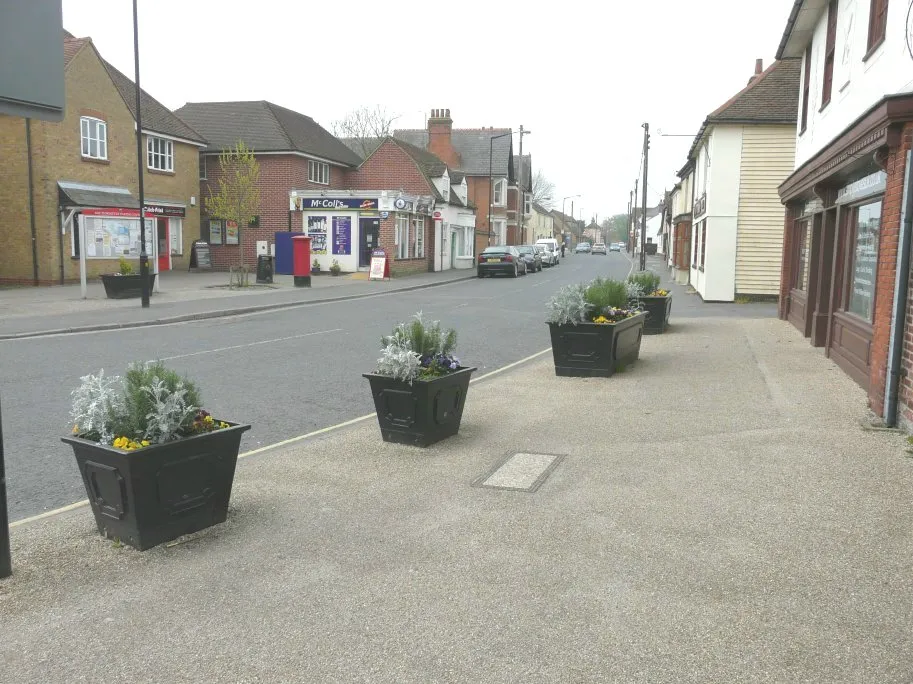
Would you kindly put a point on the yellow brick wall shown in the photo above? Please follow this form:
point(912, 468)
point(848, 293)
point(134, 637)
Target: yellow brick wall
point(56, 156)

■ **YOUR ASSIGNMENT**: All of the records above are to be copied exactly, minus the pictures.

■ **RESULT OF THIS TASK**:
Would you kindly put a point on the yellow brick wall shown in the photo above? Please follow this form:
point(912, 468)
point(848, 293)
point(134, 637)
Target: yellow brick wall
point(56, 156)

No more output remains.